Been mulling over this and other cases and I'm now not sure that it was a "simple" time slip. Some features that don't gell with this theory are the lack of local people, the rotting carcass, the oppressive atmosphere, and the strange appearance of the ducks. It came to me that there is a similarity here to the Leeds "One thing Leeds to another" case, where the two sisters entered a busy shop, one of them passed right through a customer near the door, and then found that the shop was cold, grey, and empty. I had assumed that maybe it was a time slip to an early morning when no customers were around, but the surviving sister (now maybe not surviving) felt it was a "non-place." Now my major theory about time slips is that they are evidence for a simulated reality, and if that is the case, then maybe both of these cases might be explained in this way: in a computer game the background and the people are generated separately. If something went awry and the characters weren't being generated, you would just be left with the relatively static background (which in the case of Kersey might involve some ducks splashing around rather unconvincingly.) Maybe in both cases the operators saw some imprending danger to the witnesses (this is what the Leeds lady believed) and shunted them into a background (or a "set") that effectively removed them from it?
 
Glass was a rare and expensive comodity in medievel times and not routinely used in the construction residential buildings until 1700's, so the 'time slip' would be after this time as they described 'looking through windows'.
This seems to conclusively disprove the timeslip hypothesis- if they went back to before the church was built, there would have been no glass suitable to look through, and if they went back to a time when there was glass, there would have been a church. It is an inconsistency that demonstrates that the event did not occur as described.
 
This seems to conclusively disprove the timeslip hypothesis- if they went back to before the church was built, there would have been no glass suitable to look through, and if they went back to a time when there was glass, there would have been a church. It is an inconsistency that demonstrates that the event did not occur as described.

※ ※ ※

◆ **GIVEN INSTRUCTION 1**
Answer these from the time-slip discussion:
(a) In the Leeds case, what did the surviving sister feel the shop was?
(b) Until what period was glass not routinely used in building residences?
(c) What does the writer's major theory say time slips are evidence for?
The time-slip discussion and the records come from separate, unrelated sources.

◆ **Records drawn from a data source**
※ ※ ※

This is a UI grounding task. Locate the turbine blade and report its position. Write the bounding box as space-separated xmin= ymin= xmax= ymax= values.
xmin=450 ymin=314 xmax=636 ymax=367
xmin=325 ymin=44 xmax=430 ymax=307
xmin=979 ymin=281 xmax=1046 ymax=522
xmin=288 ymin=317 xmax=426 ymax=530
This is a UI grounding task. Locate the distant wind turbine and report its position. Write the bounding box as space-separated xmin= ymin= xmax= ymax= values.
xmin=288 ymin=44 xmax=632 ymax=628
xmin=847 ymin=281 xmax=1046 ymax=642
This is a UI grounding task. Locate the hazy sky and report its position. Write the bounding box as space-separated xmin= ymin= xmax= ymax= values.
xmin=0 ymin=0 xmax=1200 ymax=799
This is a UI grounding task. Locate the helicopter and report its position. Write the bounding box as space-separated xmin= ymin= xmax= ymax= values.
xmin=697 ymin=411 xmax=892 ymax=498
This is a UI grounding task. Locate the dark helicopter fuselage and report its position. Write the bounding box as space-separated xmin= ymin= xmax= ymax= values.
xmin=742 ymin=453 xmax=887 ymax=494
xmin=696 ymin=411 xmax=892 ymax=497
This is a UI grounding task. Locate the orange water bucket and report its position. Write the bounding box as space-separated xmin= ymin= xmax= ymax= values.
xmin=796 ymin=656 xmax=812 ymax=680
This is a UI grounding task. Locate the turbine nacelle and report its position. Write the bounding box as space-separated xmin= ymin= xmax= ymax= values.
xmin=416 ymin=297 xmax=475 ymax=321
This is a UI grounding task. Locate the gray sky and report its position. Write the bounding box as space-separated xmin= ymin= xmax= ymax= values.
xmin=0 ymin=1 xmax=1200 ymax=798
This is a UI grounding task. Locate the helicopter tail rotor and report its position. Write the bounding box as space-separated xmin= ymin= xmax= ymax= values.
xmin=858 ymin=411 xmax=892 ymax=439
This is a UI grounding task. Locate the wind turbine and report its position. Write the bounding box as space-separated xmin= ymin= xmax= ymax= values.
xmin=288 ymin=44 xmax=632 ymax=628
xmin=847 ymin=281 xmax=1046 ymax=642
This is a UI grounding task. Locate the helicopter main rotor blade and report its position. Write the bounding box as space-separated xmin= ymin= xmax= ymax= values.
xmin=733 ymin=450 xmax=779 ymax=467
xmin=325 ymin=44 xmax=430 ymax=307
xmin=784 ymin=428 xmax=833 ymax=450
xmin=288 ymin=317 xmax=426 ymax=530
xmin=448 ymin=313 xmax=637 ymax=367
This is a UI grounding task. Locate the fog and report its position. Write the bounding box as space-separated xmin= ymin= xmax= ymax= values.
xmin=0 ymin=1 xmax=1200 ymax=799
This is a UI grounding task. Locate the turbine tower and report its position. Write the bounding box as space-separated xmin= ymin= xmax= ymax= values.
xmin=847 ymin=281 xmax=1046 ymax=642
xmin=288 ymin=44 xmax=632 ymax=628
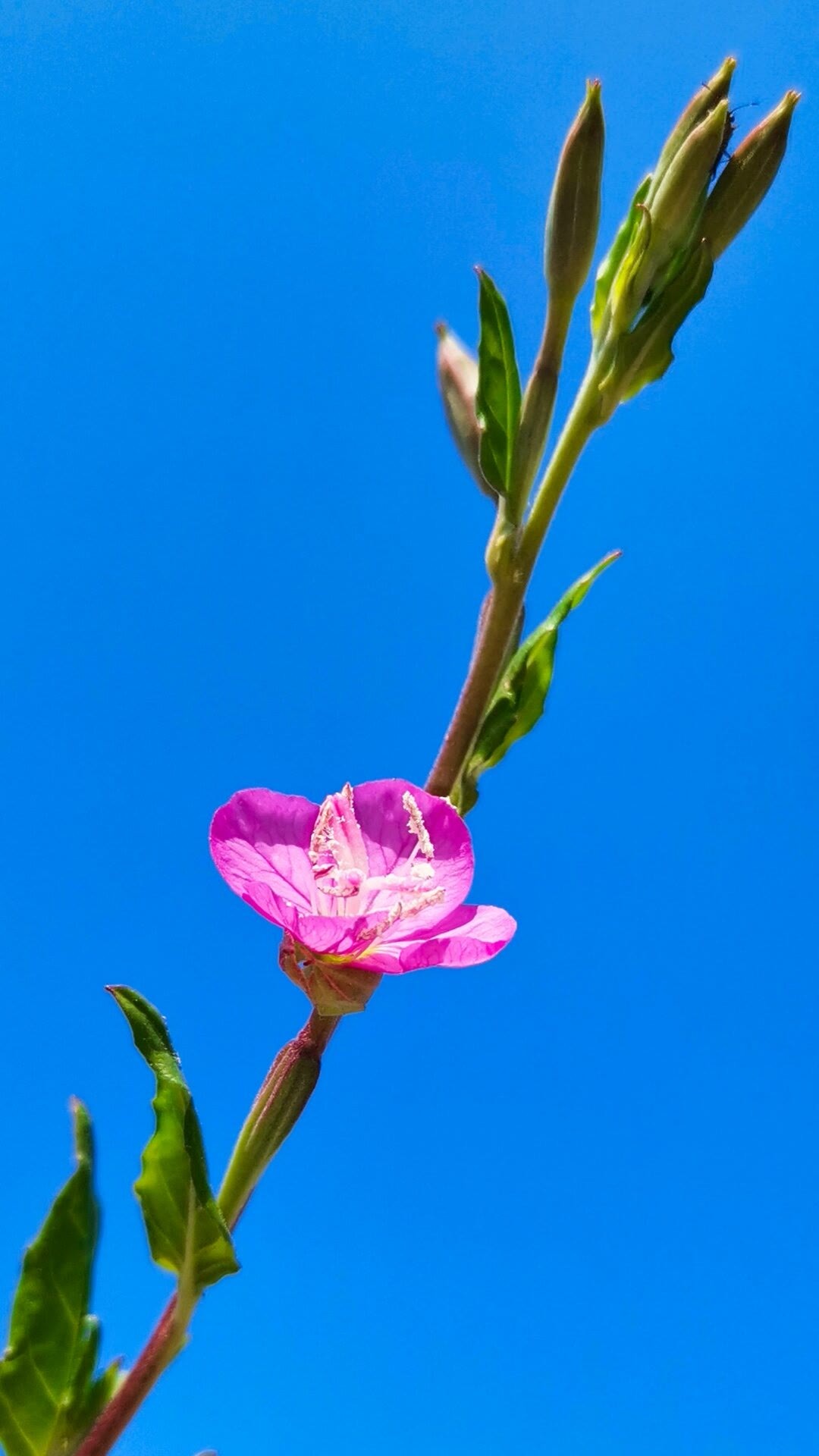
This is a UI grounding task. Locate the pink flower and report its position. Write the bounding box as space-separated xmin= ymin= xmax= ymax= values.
xmin=210 ymin=779 xmax=516 ymax=984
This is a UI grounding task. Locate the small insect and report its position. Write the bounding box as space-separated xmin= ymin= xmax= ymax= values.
xmin=702 ymin=82 xmax=759 ymax=182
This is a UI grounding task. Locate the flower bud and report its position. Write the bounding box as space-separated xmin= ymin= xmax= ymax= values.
xmin=544 ymin=82 xmax=605 ymax=310
xmin=436 ymin=323 xmax=497 ymax=500
xmin=701 ymin=92 xmax=799 ymax=258
xmin=612 ymin=100 xmax=729 ymax=334
xmin=645 ymin=55 xmax=736 ymax=207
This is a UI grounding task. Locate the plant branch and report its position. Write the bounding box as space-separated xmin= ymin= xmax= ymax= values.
xmin=74 ymin=337 xmax=605 ymax=1456
xmin=74 ymin=1012 xmax=334 ymax=1456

※ ※ ※

◆ **GIVEN INSTRUCTION 2**
Format the records from the line containing "This is a UI grounding task. Locate the dark" through the line containing "xmin=0 ymin=1 xmax=1200 ymax=798" as a Markdown table with the columns Row and Line. Give each line its own row number and leave out blank lines.

◆ **WORKED ANSWER 1**
(a) A "non-place."
(b) The 1700s.
(c) A simulated reality.

◆ **WORKED ANSWER 2**
| Row | Line |
|---|---|
| 1 | This is a UI grounding task. Locate the dark helicopter fuselage and report its position. Write the bounding box as space-separated xmin= ymin= xmax= ymax= values. |
| 2 | xmin=742 ymin=453 xmax=887 ymax=494 |
| 3 | xmin=696 ymin=411 xmax=892 ymax=497 |
| 4 | This is a UI grounding task. Locate the orange water bucket and report its position. Write the bounding box as space-separated xmin= ymin= xmax= ymax= values. |
| 5 | xmin=796 ymin=656 xmax=812 ymax=680 |
| 6 | This is a UI grounding task. Locate the turbine nacelle and report its position. Write the bounding box as space-separated xmin= ymin= xmax= ymax= values. |
| 7 | xmin=416 ymin=297 xmax=475 ymax=321 |
| 8 | This is a UI grounding task. Locate the gray sky and report its position. Write the bounding box as space-separated xmin= ymin= xmax= ymax= values. |
| 9 | xmin=0 ymin=1 xmax=1200 ymax=798 |